• Actions to take
1. In the passage on BERSIH, what did Ambiga Sreevenesan offer the army veterans who confronted her at her home?
2. Extend the passage about BERSIH and the forum culture that followed, picking up after its final sentence.

• Page extract
------------------------------------------------------------------------
It was all the more troubling that the government’s campaign provoked militant conservatives to confront Ambiga Sreevenesan, the then chair of the BERSIH steering committee, at her own home. The vitriol culminated in an offensive, but also very bizarre, “butt dance” that saw about a dozen or so army veterans bend over to point their hind parts towards her gate. The confrontation didn’t go beyond this, thankfully. Ambiga stayed calm throughout. She offered them water to drink and that was that but this farce of an exhibition did prove the extent to which BERSIH had really struck a chord.


A Culture of Discourse


BERSIH’s impact, however, is most evident in the discourses that flowered in the aftermath.


Forums about the protests spawned other forums about freedom of expression and democracy more broadly. Key is how this forum culture would spread from small student-run DIY salons in Bangsar and Bangi to churches and even to mainstream establishments such as Sinar Harian.
------------------------------------------------------------------------
Collected data entries
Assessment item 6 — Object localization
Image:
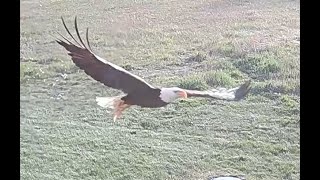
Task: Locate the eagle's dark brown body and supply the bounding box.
[57,17,250,120]
[121,88,168,108]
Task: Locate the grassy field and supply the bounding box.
[20,0,300,180]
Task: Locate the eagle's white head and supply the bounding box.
[159,87,188,103]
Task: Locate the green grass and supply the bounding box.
[20,0,300,180]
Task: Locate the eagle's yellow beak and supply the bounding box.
[178,91,188,98]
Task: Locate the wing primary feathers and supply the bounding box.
[86,28,92,52]
[74,16,88,49]
[61,16,82,47]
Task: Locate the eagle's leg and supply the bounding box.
[113,100,130,121]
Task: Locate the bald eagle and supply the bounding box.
[56,17,250,121]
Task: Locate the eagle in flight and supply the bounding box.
[56,17,251,121]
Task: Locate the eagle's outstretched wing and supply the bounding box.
[183,80,251,101]
[57,17,153,93]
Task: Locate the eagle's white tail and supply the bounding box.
[96,96,121,109]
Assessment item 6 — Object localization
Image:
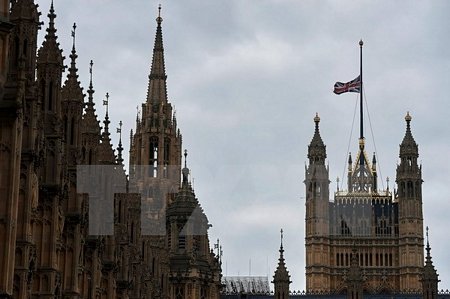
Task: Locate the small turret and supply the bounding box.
[422,226,440,299]
[308,113,327,165]
[272,229,292,299]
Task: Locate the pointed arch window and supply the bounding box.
[175,286,184,299]
[163,138,170,178]
[63,115,69,142]
[14,36,20,66]
[148,136,158,178]
[48,81,53,111]
[70,117,75,145]
[40,79,47,111]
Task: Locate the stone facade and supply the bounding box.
[305,113,436,298]
[0,0,221,299]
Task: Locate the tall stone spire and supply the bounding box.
[61,23,84,157]
[37,1,64,68]
[83,60,100,136]
[395,112,424,291]
[272,229,292,299]
[147,5,167,103]
[117,121,123,165]
[422,226,440,299]
[99,93,116,164]
[62,23,84,102]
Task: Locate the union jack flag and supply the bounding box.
[333,76,361,94]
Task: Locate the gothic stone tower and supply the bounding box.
[305,115,330,290]
[305,114,423,294]
[129,8,182,298]
[166,152,221,299]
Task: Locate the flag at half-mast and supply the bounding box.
[333,75,361,94]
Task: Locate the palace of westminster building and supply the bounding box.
[0,0,439,299]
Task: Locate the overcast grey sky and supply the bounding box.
[38,0,450,290]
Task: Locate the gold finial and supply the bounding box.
[117,121,123,135]
[89,59,94,86]
[72,23,77,49]
[405,111,412,122]
[103,92,109,115]
[156,4,162,24]
[314,112,320,123]
[280,229,283,246]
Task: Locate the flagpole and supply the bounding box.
[359,39,364,171]
[359,40,364,140]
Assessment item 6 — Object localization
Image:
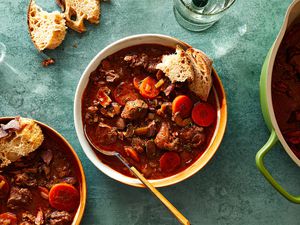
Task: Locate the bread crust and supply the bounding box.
[0,118,44,168]
[186,48,213,101]
[156,45,194,83]
[27,0,67,51]
[56,0,101,33]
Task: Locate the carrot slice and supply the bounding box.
[49,183,79,212]
[192,102,217,127]
[133,75,144,91]
[159,152,180,172]
[114,82,139,105]
[124,146,140,162]
[172,95,193,118]
[0,212,17,225]
[0,175,9,198]
[140,77,159,99]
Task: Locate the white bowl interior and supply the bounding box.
[74,34,220,187]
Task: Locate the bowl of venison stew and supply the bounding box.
[0,117,86,225]
[74,34,227,187]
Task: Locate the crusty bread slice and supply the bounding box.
[156,45,194,83]
[56,0,100,33]
[0,118,44,168]
[186,48,212,101]
[27,0,67,51]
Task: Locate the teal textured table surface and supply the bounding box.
[0,0,300,225]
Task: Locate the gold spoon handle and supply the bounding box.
[130,166,190,225]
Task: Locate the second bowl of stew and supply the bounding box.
[74,34,227,187]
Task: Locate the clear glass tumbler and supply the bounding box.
[173,0,235,31]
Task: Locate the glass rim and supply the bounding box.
[179,0,236,16]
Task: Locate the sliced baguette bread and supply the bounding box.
[0,118,44,168]
[27,0,67,51]
[56,0,100,33]
[186,48,212,101]
[156,45,194,83]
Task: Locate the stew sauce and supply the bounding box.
[272,23,300,158]
[82,44,216,179]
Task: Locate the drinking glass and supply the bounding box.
[173,0,235,31]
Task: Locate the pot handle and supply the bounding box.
[256,130,300,204]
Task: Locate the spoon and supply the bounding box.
[84,125,190,225]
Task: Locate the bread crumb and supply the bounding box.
[42,58,55,67]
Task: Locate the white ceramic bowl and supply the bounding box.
[74,34,227,187]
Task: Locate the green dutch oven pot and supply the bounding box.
[256,0,300,204]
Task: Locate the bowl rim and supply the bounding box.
[74,34,227,187]
[0,116,87,225]
[266,0,300,166]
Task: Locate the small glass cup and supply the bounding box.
[174,0,235,31]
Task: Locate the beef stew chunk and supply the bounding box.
[45,211,72,225]
[82,44,217,179]
[121,99,148,120]
[7,187,32,209]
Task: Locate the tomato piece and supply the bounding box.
[172,95,193,118]
[96,89,112,108]
[140,77,159,99]
[192,102,217,127]
[133,76,144,91]
[0,175,9,198]
[49,183,79,212]
[0,212,18,225]
[159,152,180,172]
[124,146,140,162]
[114,82,139,105]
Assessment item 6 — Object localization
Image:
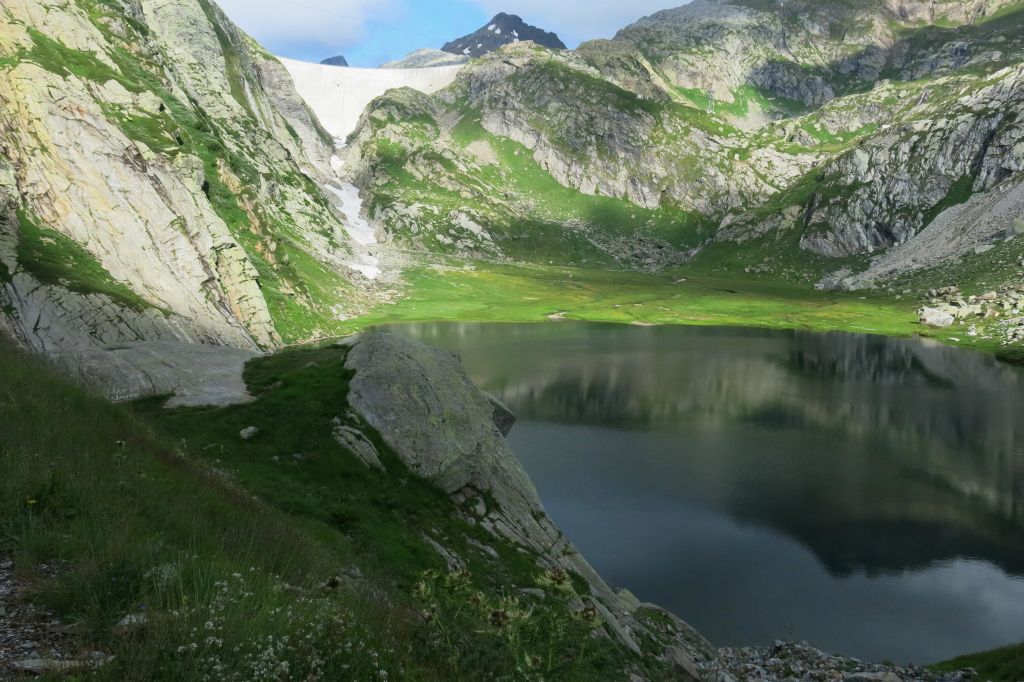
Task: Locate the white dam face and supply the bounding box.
[279,57,463,139]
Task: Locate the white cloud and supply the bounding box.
[473,0,689,47]
[219,0,404,50]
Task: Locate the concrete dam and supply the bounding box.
[281,58,463,139]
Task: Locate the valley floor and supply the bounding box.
[345,261,997,351]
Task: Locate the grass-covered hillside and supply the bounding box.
[0,337,688,681]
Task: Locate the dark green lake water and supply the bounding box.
[378,323,1024,663]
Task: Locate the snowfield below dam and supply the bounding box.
[279,57,463,139]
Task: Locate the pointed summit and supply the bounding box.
[441,12,565,57]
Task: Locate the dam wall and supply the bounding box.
[281,58,463,139]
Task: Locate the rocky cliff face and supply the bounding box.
[0,0,370,350]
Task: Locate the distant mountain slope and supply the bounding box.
[381,47,469,69]
[349,0,1024,294]
[441,12,565,57]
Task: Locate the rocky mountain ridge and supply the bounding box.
[441,12,565,57]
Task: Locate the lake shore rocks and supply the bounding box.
[918,284,1024,343]
[701,641,975,682]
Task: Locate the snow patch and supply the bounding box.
[324,179,381,280]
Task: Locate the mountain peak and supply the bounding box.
[441,12,565,57]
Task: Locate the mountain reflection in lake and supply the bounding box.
[378,324,1024,663]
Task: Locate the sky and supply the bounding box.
[219,0,686,67]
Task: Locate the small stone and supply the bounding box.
[919,308,955,328]
[118,613,148,630]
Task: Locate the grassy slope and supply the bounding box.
[0,337,658,681]
[346,258,925,336]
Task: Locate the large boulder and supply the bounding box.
[344,333,716,680]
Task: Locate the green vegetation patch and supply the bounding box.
[22,28,141,92]
[14,205,154,311]
[337,262,931,337]
[0,343,655,682]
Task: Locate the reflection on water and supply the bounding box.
[376,324,1024,662]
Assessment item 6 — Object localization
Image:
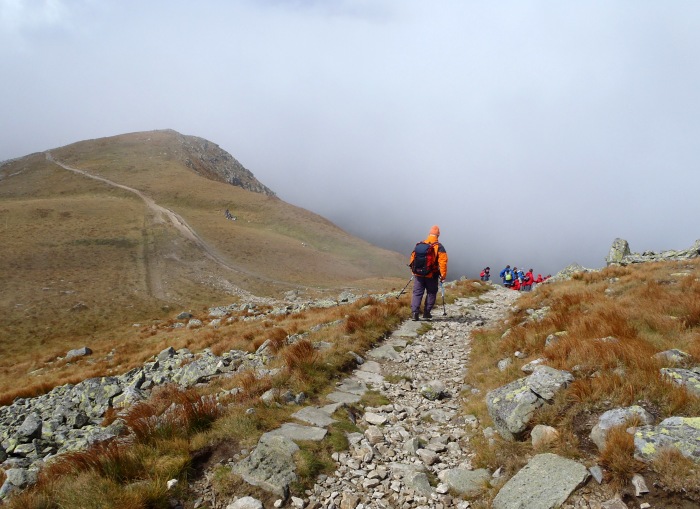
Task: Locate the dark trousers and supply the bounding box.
------------------------------------------------------------------------
• Answers given
1. She offered them water to drink.

2.
KLSCAH, however, was the regular venue for the most passionate and animated discussions (a well known sedition case today had its roots in a rousing speech that took place here in 2013). This, we should keep in mind, was years before RexKL and RUANG. Pusat Rakyat was an arduous walk up a long hill and Art for Grabs was still at Pasar Seni. The less than “edgy” or “polished” spaces then gave the forums an air of accessibility and urgency that is less apparent today especially given the comparatively flatter political climate.


The heightened urgency had much to do with the government’s strategy to assert its dominance through religious polarization. Debates on apostasy, the Kalimah Allah ban on the Herald and Shia mass arrests were happening on a daily basis. Nurul Izzah was under fire for allegedly endorsing apostasy for Muslims even when her actual speech was far more qualified than what the news reported.


There is a sense then that opinions mattered. Politics was far less guttery and personal and the stakes in political disagreements were high.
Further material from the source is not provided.